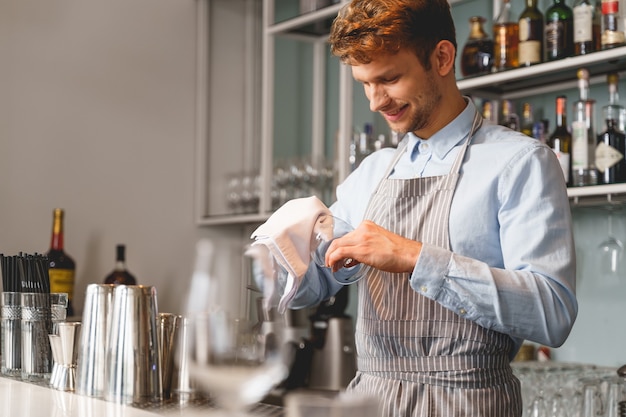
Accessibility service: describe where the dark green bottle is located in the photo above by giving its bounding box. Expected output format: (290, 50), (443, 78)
(544, 0), (574, 61)
(518, 0), (543, 67)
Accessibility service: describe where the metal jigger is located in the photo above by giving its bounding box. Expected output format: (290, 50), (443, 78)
(48, 322), (81, 391)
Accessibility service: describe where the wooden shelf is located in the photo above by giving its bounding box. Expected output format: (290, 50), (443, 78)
(457, 46), (626, 96)
(567, 184), (626, 207)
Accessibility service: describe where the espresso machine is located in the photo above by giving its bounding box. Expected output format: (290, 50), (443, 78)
(283, 286), (356, 391)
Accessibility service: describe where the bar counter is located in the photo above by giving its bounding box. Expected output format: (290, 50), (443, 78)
(0, 377), (284, 417)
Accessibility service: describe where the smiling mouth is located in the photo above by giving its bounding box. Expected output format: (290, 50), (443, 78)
(382, 104), (408, 122)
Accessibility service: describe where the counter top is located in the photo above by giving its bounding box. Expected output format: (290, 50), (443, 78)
(0, 377), (283, 417)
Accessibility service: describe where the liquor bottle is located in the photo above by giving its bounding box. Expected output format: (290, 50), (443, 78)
(46, 208), (76, 316)
(601, 0), (626, 49)
(461, 16), (493, 77)
(493, 0), (519, 71)
(572, 0), (596, 55)
(593, 0), (602, 51)
(104, 245), (137, 285)
(482, 100), (494, 122)
(596, 73), (626, 184)
(498, 100), (520, 131)
(544, 0), (574, 61)
(518, 0), (543, 67)
(546, 96), (572, 186)
(572, 68), (598, 187)
(520, 103), (534, 138)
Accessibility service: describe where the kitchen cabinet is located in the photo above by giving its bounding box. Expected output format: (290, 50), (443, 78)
(198, 0), (626, 225)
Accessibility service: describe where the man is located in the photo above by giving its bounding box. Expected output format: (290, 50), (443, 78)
(291, 0), (578, 417)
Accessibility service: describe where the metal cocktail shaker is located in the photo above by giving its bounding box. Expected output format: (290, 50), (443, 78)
(104, 285), (163, 404)
(76, 284), (115, 398)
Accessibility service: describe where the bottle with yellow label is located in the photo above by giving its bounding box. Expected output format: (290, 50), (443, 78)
(47, 208), (76, 316)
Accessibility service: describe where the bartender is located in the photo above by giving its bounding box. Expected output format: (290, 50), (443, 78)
(291, 0), (578, 417)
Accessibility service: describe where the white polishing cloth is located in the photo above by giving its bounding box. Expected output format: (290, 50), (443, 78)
(251, 196), (333, 313)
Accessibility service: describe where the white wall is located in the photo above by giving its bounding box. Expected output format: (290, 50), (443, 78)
(0, 0), (229, 312)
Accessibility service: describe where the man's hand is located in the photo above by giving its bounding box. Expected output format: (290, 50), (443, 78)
(325, 220), (422, 273)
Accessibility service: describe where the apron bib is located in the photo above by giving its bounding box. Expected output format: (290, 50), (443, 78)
(349, 112), (522, 417)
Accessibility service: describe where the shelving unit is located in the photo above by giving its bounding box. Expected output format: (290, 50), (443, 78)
(198, 0), (626, 226)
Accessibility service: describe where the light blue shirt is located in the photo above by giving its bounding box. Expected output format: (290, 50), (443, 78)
(292, 100), (578, 355)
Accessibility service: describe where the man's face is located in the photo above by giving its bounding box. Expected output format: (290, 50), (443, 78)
(352, 50), (442, 136)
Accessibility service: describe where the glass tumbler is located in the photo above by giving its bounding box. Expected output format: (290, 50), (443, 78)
(0, 292), (22, 376)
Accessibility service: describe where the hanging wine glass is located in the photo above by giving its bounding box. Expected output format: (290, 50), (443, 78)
(598, 209), (624, 275)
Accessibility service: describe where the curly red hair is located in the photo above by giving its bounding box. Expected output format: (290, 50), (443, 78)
(330, 0), (457, 69)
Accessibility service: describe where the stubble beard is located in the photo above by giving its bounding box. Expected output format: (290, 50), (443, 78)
(387, 72), (442, 134)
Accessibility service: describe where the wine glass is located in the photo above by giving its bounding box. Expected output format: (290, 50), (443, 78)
(598, 210), (624, 275)
(187, 307), (288, 416)
(311, 214), (366, 285)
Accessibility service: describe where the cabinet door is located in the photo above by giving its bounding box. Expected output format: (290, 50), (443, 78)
(195, 0), (262, 224)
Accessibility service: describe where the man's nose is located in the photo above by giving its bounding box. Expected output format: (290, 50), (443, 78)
(370, 87), (389, 112)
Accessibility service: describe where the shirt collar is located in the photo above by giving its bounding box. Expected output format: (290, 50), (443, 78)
(406, 97), (476, 159)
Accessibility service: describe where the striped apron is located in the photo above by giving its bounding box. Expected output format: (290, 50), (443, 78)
(348, 113), (522, 417)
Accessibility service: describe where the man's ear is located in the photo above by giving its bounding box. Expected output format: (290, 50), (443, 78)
(433, 40), (456, 77)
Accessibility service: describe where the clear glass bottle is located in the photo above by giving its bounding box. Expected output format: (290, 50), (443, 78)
(546, 96), (572, 186)
(593, 0), (602, 51)
(461, 16), (493, 77)
(601, 0), (626, 49)
(46, 208), (76, 316)
(104, 245), (137, 285)
(544, 0), (574, 61)
(482, 100), (494, 123)
(520, 103), (534, 138)
(572, 0), (596, 55)
(493, 0), (519, 71)
(499, 100), (520, 131)
(518, 0), (543, 67)
(572, 68), (598, 187)
(595, 73), (626, 184)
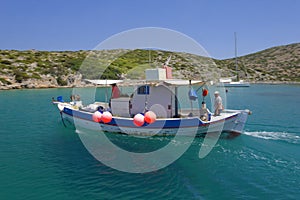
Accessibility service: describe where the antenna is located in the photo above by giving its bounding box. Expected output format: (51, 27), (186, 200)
(164, 55), (172, 65)
(234, 32), (240, 81)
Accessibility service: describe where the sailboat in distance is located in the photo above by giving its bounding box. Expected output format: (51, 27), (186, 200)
(217, 32), (250, 87)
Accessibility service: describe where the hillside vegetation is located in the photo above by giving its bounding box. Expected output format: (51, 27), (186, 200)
(0, 43), (300, 89)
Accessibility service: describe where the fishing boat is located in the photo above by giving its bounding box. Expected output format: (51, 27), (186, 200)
(218, 78), (250, 87)
(217, 33), (250, 87)
(53, 63), (250, 136)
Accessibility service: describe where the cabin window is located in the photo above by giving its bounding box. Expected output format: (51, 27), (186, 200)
(137, 85), (150, 94)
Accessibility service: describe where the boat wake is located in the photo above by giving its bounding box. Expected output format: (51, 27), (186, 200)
(243, 131), (300, 144)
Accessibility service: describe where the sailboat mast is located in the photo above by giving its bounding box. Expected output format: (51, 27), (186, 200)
(234, 32), (240, 81)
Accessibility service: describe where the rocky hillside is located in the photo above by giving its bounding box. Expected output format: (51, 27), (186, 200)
(0, 43), (300, 89)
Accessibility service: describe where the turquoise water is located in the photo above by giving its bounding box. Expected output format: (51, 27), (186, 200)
(0, 85), (300, 200)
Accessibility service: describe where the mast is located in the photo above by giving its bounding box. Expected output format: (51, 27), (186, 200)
(234, 32), (240, 81)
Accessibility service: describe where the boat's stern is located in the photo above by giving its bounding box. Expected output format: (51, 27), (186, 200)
(223, 110), (251, 134)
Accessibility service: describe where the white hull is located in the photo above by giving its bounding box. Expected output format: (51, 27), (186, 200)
(62, 105), (249, 136)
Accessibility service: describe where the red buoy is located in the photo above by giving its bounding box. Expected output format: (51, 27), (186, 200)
(202, 89), (208, 97)
(93, 111), (102, 122)
(145, 111), (156, 124)
(133, 113), (145, 126)
(102, 111), (112, 123)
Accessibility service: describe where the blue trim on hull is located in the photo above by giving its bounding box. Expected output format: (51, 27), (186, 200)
(63, 107), (238, 129)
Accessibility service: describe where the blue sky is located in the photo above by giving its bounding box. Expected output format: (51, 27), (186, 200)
(0, 0), (300, 59)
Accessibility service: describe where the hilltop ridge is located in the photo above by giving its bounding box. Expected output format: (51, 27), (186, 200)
(0, 43), (300, 89)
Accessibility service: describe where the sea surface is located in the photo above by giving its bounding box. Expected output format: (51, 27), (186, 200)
(0, 85), (300, 200)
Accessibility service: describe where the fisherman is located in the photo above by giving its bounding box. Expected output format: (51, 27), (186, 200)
(214, 91), (223, 116)
(200, 101), (210, 121)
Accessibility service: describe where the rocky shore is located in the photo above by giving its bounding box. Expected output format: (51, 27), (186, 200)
(0, 43), (300, 90)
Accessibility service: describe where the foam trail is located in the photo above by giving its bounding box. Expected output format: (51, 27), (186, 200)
(243, 131), (300, 144)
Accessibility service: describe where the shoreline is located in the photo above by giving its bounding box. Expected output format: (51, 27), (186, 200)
(0, 81), (300, 91)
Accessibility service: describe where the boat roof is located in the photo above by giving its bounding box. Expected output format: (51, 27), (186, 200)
(86, 79), (205, 86)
::::
» Work to do
Copy the lines of the listing above word for word, starting with the line that contains "Accessibility service: describe where the glass" and going on through the line that contains "(406, 97), (476, 159)".

» Written reply
Accessibility service: describe where the glass tumbler is located in the photo above by giving its bounding box. Expected output format: (290, 50), (443, 78)
(0, 292), (22, 376)
Accessibility service: describe where the hanging wine glass is located in the photo above by giving its bounding box. Expected output format: (290, 50), (443, 78)
(598, 209), (624, 275)
Accessibility service: describe where the curly red hair is located in the photo above by giving its bounding box. Expected output format: (290, 50), (443, 78)
(330, 0), (457, 69)
Accessibility service: describe where the stubble beard is located in the photo above by giving its bounding box. Expected output format: (290, 50), (443, 78)
(387, 72), (442, 134)
Accessibility service: describe where the wine glass is located in the photo above by giving its bounding box. Expected output format: (290, 50), (443, 78)
(598, 210), (624, 275)
(187, 307), (288, 416)
(311, 214), (366, 285)
Accessibility service: describe where the cabinet door is located in the photo above by giving its bounding box. Expected output format: (290, 50), (443, 78)
(195, 0), (262, 224)
Accessibility service: describe where the man's nose is located in the photo above by giving its bounding box. Expected output format: (290, 50), (443, 78)
(370, 87), (389, 112)
Accessibility service: describe where the shirt collar is located in the photo above by giving its bounding box. Expected output format: (290, 50), (443, 78)
(406, 97), (476, 159)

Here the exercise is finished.